## Work required
Across the whole listing, find how many lines contain "tail", then write that number and nothing else.

## Data under study
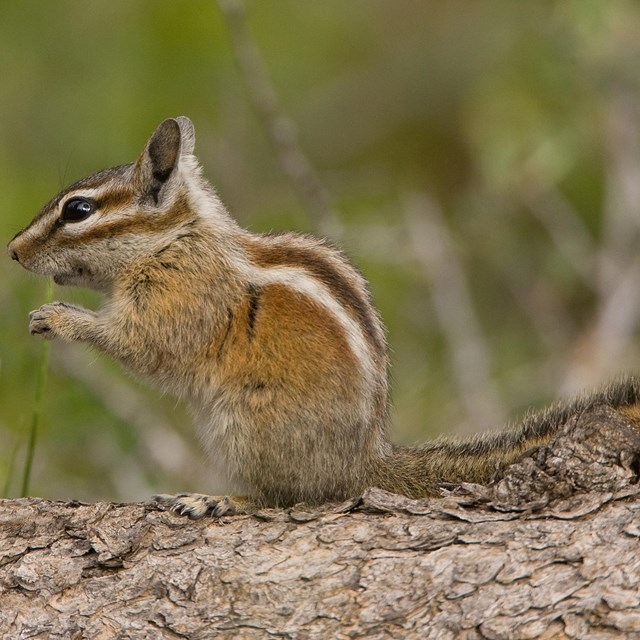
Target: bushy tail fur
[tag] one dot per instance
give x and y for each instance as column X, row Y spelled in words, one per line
column 417, row 472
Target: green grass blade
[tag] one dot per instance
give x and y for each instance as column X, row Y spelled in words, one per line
column 43, row 372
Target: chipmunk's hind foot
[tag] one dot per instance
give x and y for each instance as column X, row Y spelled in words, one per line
column 197, row 505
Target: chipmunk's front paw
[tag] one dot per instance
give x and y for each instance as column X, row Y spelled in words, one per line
column 196, row 505
column 59, row 320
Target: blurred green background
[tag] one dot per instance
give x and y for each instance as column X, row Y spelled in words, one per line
column 482, row 158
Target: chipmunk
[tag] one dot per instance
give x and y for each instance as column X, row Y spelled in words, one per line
column 272, row 339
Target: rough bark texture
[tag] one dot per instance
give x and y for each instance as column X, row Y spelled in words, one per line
column 551, row 549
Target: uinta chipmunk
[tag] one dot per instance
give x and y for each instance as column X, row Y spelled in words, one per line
column 272, row 339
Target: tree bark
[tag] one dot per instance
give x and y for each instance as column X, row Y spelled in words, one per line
column 549, row 549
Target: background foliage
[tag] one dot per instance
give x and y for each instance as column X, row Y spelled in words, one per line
column 482, row 160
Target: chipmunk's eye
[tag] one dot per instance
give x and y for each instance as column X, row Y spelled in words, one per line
column 77, row 209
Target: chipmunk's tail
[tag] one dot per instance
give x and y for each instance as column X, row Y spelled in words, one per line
column 417, row 472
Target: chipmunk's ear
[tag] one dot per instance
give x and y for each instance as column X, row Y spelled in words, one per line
column 158, row 163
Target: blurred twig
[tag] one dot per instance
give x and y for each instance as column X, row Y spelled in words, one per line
column 280, row 129
column 470, row 355
column 566, row 229
column 163, row 449
column 602, row 348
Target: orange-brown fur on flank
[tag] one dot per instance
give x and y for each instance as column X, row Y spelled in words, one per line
column 272, row 339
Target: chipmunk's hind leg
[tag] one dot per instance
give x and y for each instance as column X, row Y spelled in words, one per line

## Written solution
2